Data entries:

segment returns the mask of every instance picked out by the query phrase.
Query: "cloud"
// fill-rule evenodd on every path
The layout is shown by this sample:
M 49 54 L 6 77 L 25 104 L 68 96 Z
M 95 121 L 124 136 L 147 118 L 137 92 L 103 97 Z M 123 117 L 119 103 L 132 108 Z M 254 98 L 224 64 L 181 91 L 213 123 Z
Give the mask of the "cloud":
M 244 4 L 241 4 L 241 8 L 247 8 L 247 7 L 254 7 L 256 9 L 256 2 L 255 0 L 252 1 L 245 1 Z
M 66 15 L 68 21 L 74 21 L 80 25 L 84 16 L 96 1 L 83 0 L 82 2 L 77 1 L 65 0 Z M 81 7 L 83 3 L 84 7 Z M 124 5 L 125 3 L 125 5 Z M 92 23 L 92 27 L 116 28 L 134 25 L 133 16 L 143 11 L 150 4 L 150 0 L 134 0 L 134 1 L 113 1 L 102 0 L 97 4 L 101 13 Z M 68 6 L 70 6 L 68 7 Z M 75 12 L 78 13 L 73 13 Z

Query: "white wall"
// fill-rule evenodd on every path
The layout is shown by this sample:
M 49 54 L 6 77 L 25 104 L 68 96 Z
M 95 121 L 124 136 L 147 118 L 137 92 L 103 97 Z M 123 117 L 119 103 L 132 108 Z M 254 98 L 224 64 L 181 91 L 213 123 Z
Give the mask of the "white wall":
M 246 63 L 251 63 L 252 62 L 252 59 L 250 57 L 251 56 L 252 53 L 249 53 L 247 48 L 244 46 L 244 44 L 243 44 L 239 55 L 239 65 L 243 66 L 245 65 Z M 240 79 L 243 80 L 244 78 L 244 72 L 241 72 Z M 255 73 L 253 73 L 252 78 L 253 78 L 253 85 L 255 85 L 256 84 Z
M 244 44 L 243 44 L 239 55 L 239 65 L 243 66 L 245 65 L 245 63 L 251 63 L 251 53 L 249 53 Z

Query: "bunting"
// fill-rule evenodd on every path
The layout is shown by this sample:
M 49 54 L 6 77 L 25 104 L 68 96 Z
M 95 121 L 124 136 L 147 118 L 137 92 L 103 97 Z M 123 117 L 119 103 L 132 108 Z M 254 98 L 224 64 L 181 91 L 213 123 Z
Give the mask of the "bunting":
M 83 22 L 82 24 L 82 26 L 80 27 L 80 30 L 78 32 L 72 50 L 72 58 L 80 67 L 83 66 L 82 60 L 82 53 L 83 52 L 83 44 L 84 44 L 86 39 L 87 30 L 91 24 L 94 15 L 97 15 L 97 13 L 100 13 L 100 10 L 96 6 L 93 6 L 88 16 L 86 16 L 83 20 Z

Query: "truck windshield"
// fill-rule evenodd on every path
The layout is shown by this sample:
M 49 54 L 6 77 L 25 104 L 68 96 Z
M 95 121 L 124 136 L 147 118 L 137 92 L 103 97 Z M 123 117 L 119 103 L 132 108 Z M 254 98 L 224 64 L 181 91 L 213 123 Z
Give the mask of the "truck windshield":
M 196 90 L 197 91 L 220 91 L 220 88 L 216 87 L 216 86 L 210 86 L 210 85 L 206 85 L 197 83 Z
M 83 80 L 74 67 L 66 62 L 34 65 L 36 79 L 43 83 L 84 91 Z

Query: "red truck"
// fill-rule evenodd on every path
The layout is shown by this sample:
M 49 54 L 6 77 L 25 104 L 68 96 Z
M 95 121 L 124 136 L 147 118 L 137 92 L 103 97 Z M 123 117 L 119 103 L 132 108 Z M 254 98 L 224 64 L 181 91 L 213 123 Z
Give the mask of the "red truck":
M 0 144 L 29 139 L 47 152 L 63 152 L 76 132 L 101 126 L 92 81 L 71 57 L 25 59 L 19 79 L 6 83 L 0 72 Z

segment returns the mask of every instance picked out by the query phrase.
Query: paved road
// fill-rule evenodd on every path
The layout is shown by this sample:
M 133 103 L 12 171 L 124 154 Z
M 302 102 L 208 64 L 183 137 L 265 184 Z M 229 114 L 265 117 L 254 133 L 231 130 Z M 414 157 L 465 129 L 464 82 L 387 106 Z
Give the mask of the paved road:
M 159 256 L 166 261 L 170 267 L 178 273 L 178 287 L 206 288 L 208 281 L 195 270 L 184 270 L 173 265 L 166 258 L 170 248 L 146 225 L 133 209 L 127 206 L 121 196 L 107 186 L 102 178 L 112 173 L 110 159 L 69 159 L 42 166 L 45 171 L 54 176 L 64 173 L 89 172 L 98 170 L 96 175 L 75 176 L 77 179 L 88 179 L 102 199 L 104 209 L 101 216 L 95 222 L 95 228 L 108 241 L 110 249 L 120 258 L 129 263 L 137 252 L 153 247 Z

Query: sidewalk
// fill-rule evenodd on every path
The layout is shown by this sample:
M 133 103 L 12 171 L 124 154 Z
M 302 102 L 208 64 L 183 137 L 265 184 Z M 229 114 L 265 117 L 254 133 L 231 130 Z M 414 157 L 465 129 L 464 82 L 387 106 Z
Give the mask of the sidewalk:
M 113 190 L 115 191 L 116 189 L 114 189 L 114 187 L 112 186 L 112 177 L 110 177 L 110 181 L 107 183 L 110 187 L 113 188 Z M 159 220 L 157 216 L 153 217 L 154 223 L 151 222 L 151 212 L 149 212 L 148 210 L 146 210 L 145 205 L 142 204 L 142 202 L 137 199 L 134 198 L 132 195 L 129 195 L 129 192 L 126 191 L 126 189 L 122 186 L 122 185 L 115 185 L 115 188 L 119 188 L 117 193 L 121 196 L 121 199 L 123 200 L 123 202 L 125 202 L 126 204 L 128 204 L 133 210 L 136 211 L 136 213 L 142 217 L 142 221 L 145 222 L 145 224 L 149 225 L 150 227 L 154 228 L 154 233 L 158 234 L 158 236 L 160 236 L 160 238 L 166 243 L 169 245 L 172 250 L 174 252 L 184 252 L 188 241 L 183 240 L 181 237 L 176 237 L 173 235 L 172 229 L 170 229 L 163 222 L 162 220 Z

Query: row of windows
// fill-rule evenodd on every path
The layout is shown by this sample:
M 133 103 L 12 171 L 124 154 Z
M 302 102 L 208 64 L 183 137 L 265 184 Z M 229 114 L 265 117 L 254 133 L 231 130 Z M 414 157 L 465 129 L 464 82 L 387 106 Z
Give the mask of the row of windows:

--

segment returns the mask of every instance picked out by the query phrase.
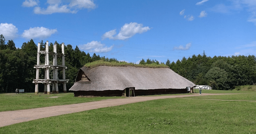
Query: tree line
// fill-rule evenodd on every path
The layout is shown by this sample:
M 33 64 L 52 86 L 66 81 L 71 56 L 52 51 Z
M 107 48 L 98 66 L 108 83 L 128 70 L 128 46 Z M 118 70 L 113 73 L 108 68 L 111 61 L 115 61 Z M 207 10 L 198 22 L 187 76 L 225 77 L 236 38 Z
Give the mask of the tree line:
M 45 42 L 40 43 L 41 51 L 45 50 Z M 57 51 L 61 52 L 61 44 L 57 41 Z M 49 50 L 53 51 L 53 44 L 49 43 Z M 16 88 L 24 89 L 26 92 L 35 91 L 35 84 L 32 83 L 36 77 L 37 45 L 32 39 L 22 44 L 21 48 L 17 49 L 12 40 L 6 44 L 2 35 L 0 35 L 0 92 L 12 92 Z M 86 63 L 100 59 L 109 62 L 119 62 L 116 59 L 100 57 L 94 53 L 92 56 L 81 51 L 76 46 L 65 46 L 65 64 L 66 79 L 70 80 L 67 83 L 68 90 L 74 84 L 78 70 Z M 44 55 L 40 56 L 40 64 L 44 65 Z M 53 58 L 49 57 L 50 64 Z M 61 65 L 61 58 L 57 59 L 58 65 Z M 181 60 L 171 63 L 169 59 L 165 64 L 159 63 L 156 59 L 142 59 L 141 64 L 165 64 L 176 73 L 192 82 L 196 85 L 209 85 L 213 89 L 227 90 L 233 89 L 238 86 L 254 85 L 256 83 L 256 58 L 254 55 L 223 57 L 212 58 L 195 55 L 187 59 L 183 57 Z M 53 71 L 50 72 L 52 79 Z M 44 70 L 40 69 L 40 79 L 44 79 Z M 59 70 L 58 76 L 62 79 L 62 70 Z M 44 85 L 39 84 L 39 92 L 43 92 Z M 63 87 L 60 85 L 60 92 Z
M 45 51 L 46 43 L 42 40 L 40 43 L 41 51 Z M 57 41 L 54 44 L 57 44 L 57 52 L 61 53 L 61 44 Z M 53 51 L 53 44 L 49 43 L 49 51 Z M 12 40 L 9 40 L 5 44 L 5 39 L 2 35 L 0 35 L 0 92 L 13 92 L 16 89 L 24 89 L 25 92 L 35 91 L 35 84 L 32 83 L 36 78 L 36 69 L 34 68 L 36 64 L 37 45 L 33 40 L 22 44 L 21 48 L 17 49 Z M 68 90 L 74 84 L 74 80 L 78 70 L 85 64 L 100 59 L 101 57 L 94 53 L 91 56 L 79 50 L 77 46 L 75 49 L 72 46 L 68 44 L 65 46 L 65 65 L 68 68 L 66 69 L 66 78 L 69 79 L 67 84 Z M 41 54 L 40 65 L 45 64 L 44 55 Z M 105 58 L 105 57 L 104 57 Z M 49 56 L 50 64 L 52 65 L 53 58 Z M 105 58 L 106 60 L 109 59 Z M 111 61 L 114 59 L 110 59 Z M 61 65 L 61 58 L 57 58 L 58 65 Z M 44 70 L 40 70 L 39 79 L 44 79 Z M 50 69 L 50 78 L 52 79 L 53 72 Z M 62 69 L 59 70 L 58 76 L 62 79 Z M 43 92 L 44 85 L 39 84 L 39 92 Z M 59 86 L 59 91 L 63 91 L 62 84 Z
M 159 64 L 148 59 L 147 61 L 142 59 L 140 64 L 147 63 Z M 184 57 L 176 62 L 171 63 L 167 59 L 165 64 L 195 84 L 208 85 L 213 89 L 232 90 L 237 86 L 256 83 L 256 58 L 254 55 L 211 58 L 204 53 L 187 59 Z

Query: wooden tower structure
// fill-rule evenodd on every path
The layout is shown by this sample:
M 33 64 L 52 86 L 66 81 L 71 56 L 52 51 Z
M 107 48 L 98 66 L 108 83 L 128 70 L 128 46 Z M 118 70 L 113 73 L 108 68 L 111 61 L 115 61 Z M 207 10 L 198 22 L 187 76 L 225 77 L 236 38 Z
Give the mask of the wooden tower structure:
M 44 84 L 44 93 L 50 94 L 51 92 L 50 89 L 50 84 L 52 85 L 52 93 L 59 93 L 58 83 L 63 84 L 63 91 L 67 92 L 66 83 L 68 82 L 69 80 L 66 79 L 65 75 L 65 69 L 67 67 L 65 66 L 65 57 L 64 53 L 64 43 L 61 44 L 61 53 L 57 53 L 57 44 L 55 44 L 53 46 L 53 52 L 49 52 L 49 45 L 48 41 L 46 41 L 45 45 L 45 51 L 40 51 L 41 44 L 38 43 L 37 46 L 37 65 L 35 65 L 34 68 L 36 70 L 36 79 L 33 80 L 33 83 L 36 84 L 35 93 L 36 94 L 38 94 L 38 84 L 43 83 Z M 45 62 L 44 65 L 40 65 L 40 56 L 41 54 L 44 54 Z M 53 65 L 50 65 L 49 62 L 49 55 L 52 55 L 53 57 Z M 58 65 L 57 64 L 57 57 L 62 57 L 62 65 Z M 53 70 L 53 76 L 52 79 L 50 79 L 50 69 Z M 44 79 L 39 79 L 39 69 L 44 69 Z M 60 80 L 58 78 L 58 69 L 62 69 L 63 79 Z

Exercise aim: Gather every line of the records that contains the string "sidewalk", please, and copy each one out in full.

Result below:
Query: sidewalk
Give the mask of the sidewalk:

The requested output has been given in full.